(Entries taken from a collection)
--- START ---

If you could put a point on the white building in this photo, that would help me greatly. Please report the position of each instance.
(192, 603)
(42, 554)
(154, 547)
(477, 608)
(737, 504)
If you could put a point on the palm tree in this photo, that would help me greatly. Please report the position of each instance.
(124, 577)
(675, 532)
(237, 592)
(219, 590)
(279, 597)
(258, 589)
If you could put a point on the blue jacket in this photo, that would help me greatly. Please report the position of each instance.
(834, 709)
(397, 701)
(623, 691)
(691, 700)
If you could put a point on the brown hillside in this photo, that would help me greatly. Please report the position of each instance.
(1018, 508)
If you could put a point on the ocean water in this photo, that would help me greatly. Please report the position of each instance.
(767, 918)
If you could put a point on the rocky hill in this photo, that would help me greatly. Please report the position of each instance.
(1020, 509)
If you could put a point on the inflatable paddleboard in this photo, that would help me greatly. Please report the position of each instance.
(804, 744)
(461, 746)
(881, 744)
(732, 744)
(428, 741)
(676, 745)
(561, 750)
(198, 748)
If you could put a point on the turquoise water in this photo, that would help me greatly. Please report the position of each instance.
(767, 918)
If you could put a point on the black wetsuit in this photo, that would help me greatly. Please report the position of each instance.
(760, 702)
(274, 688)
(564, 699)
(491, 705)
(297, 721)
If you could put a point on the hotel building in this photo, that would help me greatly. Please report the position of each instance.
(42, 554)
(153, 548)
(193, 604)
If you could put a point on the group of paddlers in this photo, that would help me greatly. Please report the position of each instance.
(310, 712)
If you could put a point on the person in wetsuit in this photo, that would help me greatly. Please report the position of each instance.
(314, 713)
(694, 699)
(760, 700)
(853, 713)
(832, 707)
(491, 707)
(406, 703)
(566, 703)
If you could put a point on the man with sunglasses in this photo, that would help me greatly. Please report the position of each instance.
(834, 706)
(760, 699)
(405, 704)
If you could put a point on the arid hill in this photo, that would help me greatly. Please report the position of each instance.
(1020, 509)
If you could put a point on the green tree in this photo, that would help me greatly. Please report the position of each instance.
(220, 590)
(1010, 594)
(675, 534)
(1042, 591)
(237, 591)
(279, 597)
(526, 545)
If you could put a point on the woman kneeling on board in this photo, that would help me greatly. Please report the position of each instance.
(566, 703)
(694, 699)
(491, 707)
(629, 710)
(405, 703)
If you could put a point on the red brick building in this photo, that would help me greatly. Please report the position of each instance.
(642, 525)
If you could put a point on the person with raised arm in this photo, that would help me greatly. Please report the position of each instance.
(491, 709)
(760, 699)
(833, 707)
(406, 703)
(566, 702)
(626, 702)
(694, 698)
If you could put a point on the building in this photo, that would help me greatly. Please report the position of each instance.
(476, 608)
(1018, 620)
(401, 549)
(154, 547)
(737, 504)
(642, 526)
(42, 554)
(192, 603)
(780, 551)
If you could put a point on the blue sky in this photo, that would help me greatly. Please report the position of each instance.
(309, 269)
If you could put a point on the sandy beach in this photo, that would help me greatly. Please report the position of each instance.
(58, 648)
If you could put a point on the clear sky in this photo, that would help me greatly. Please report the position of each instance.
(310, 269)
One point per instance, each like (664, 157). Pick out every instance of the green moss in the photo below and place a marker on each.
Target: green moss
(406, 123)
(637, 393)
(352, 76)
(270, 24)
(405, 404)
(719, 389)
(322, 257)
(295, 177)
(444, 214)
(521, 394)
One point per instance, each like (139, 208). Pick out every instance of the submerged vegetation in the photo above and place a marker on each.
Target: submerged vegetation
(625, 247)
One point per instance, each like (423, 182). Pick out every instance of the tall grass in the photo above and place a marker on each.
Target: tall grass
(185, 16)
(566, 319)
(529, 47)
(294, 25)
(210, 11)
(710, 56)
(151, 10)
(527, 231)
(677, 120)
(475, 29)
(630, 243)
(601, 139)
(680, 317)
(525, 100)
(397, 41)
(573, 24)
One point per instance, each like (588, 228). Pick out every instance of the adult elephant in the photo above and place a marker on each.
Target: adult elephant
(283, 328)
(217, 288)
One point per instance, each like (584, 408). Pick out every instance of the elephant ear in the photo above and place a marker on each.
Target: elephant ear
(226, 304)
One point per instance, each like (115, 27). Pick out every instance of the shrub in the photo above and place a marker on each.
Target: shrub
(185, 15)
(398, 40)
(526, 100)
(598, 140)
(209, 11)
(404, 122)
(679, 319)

--- END ---

## PROBLEM TO SOLVE
Write out all the rows again, swapping "help me greatly" for "be very useful" everywhere and leaving the rest unchanged.

## CORRECT ANSWER
If you could put a point on the white building in this photo, that would be very useful. Please report the position of each instance.
(192, 603)
(42, 554)
(154, 547)
(477, 608)
(737, 504)
If you could put a point on the palm tree in this photo, that would be very useful. Please report the position of each instance.
(124, 577)
(675, 532)
(237, 592)
(219, 590)
(279, 597)
(258, 589)
If you could put a point on the blue jacket in this photo, that would be very useful. Please report the position of each instance.
(834, 709)
(397, 701)
(623, 691)
(691, 700)
If you could put a point on the brown hillside in this photo, that would be very useful. Please report the position of each instance.
(1018, 508)
If you could put a point on the ocean water in this photo, that would be very useful. Please report the position of each instance.
(767, 918)
If you could put a point on the rocky hill in this photo, that would be very useful. Please report the position of each instance.
(1020, 509)
If you could put a point on the inflatable paddleboard in this photo, that would be very useful. Please report the position of each instance.
(804, 744)
(461, 746)
(881, 744)
(732, 744)
(428, 741)
(676, 745)
(561, 750)
(198, 748)
If you could put a point on the turquoise water in this photo, that would be very useful. Please report the position of each instance.
(767, 918)
If you could put a point on the black wetsuit in this photo, that would be very useful. Please report the position of each instance.
(760, 702)
(274, 688)
(564, 699)
(491, 705)
(297, 721)
If you could put a point on the hotel building in this photo, that would be very useful. Please report the position of each instance.
(42, 554)
(153, 548)
(193, 604)
If you could put a point on the group of paddlers in this photo, that would be very useful. Please report the position of each instance.
(310, 712)
If you could put a point on the person in wetsuit in this photo, that would be very useful. Please report the position of each instance.
(314, 713)
(694, 699)
(760, 700)
(853, 713)
(832, 707)
(491, 707)
(406, 703)
(566, 703)
If you could put a point on the man with sunglasses in this photo, that would be very useful. Please report the position of each instance.
(834, 706)
(760, 699)
(405, 704)
If you could put a point on the arid hill in this photo, that would be very useful. Please report the position of each instance.
(1020, 509)
If you could put a point on the green tree in this photo, that would be very useful. Please report the position of each instance.
(220, 590)
(1010, 594)
(675, 534)
(1042, 591)
(237, 591)
(279, 597)
(526, 545)
If you could put a point on the woman kneeling on board in this photo, that would be very useful. Please report the position of each instance.
(566, 703)
(694, 699)
(491, 707)
(629, 710)
(405, 703)
If you could put a point on the red brick building in this photo, that would be very useful. Please report the position of each instance.
(642, 525)
If you could put a point on the person with raised arm in this photo, that would be very useful. Please report the position of each instance.
(491, 709)
(760, 699)
(833, 707)
(406, 703)
(566, 702)
(626, 702)
(694, 698)
If you could put a point on the building in this photo, that would be very useful. Please report the position of each instance.
(476, 608)
(1018, 620)
(401, 549)
(154, 547)
(737, 504)
(642, 526)
(42, 554)
(192, 603)
(780, 551)
If you could put a point on the blue sky in this photo, that would be very useful. Please report the position of each instance.
(309, 269)
If you could put a point on the sandy beach in this photo, that would be very useful. Please report the position of each instance.
(58, 648)
If you could put a point on the clear sky in this photo, that would be very useful. Please report the position of each instance.
(310, 269)
One point per instance, each like (664, 157). Pick out every instance of the green moss in the photo below and place a marker on each.
Target: green moss
(406, 123)
(637, 393)
(352, 76)
(270, 24)
(405, 404)
(719, 389)
(322, 257)
(295, 177)
(444, 214)
(521, 394)
One point per instance, each like (139, 208). Pick out every instance of the submerged vegetation in the photo above and place a marker on each.
Target: submerged vegetation
(625, 247)
One point per instance, each like (423, 182). Pick out every instance of the tall grass in the photo above and place a marker on each.
Target: tall grass
(185, 16)
(566, 319)
(529, 47)
(294, 25)
(210, 11)
(710, 56)
(151, 10)
(527, 231)
(677, 120)
(475, 29)
(630, 243)
(601, 139)
(680, 317)
(525, 100)
(397, 41)
(573, 24)
One point per instance, each like (588, 228). Pick out every instance of the adult elephant in the photo above and place a marker on each.
Target: adult elephant
(283, 328)
(217, 288)
One point per instance, each like (584, 408). Pick out every instance of the elephant ear in the photo above and place a marker on each.
Target: elephant ear
(226, 304)
One point per instance, each like (115, 27). Pick out every instance of the shrub in the photo above and place a marker on each.
Target: shrub
(185, 15)
(398, 40)
(526, 100)
(598, 140)
(209, 11)
(404, 122)
(679, 319)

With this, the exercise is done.